__Material to process__:
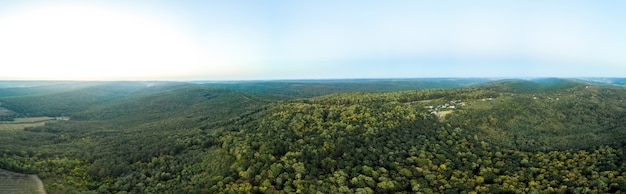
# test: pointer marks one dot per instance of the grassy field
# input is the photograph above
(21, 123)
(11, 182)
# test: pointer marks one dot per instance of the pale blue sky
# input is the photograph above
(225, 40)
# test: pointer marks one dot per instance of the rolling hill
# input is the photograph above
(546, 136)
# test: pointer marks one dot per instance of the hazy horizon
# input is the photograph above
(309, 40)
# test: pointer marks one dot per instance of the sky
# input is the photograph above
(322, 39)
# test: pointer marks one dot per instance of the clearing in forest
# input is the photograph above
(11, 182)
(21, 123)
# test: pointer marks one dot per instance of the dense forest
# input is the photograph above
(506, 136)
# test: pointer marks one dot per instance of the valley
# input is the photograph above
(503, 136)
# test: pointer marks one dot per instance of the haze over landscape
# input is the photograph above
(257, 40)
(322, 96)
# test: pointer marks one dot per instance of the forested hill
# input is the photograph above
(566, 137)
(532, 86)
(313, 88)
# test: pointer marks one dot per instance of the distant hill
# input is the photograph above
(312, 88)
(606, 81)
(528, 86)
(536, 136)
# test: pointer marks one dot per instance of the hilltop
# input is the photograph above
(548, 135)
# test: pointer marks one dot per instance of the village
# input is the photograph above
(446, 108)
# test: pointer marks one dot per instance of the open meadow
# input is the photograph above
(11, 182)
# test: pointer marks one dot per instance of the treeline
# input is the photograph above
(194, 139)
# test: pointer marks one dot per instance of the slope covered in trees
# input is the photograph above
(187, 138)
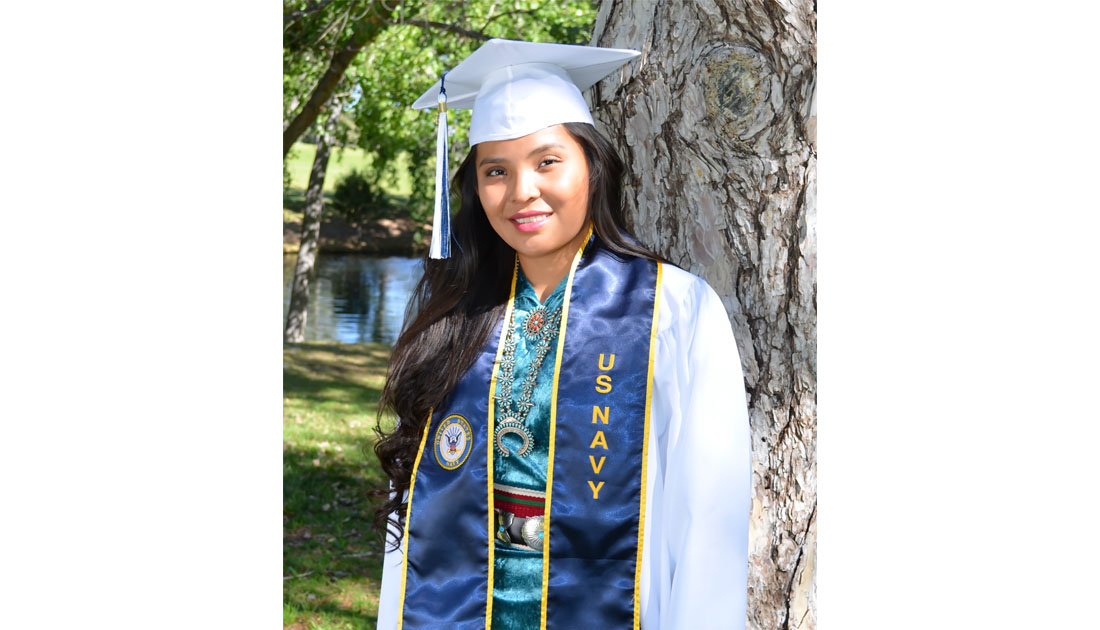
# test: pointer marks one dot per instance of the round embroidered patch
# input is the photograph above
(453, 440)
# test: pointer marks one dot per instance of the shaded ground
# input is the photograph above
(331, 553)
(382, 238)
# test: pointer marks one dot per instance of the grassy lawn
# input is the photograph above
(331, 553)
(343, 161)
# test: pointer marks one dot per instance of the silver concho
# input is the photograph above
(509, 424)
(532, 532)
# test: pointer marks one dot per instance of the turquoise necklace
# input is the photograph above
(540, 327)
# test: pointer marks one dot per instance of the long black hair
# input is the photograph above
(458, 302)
---
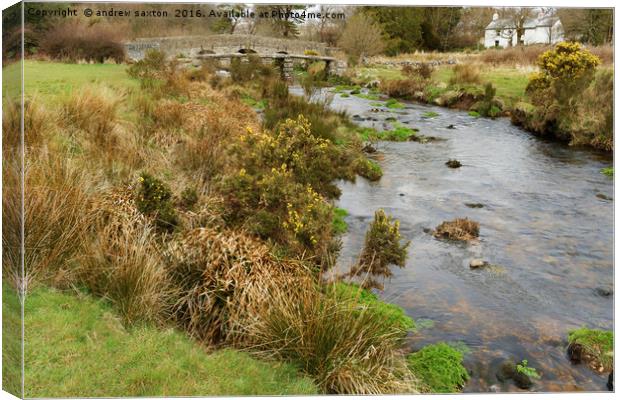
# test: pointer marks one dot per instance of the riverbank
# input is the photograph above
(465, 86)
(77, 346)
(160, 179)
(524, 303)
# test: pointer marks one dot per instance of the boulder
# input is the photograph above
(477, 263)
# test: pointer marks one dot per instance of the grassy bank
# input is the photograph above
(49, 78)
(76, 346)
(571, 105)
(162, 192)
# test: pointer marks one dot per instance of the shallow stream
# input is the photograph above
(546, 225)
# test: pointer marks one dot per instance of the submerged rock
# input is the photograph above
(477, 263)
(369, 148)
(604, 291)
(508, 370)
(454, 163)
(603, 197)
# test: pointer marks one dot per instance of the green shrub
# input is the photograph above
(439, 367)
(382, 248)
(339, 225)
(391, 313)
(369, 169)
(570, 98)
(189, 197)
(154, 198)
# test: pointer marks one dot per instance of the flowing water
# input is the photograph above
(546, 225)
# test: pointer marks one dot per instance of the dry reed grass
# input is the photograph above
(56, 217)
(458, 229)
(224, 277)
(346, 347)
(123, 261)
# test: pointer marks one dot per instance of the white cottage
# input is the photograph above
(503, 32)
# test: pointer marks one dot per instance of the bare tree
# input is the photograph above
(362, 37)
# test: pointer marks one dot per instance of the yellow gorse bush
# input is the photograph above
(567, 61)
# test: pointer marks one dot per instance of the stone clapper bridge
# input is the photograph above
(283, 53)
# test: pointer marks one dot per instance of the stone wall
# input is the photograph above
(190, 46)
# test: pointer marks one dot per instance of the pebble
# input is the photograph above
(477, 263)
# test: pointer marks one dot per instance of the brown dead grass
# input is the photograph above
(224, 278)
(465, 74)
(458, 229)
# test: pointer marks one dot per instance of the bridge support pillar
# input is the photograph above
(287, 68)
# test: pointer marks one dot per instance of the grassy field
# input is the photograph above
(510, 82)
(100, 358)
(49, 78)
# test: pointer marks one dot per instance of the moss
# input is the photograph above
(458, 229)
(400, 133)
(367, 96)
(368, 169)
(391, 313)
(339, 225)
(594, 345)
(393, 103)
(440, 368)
==
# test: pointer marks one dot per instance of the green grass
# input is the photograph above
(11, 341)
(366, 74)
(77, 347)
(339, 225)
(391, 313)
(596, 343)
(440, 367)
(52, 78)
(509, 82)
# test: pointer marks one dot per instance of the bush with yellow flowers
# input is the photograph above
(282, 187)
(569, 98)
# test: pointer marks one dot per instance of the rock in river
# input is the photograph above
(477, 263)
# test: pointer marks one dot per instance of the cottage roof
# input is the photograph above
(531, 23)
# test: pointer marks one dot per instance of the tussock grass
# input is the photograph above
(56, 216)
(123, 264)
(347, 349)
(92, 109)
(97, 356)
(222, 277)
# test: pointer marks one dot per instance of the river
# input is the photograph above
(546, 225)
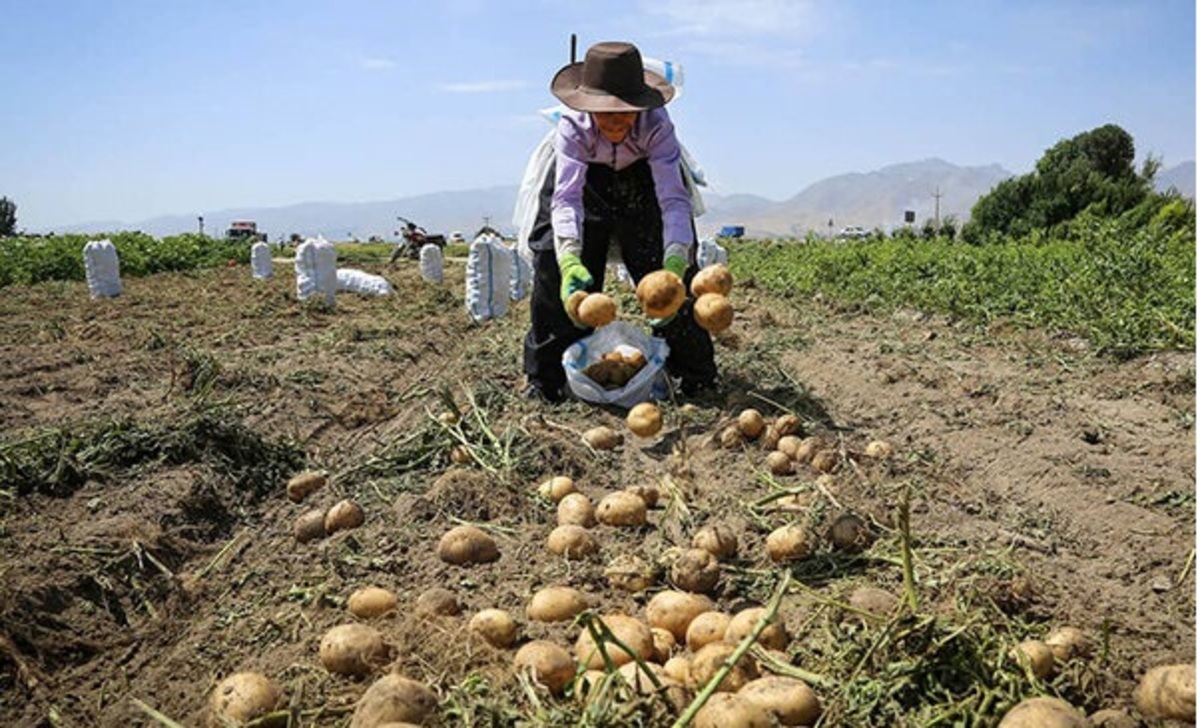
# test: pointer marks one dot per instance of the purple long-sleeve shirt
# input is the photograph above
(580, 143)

__Prompt__: Here the output must be the lines above from the line with "# test: pointer marks one dot per instance of the silver" to the line with "# test: pointer marks one dot per instance of the long", both included, duplicated word for word and nothing else.

__Expected answer__:
# test: pointer marks one dot per instance of the silver concho
# input is the photograph above
(509, 424)
(532, 532)
# test: pointer marks one dot per instance of the turquoise necklace
# input is the photograph above
(540, 327)
# test: pointer marks one dot per instance of the long black hair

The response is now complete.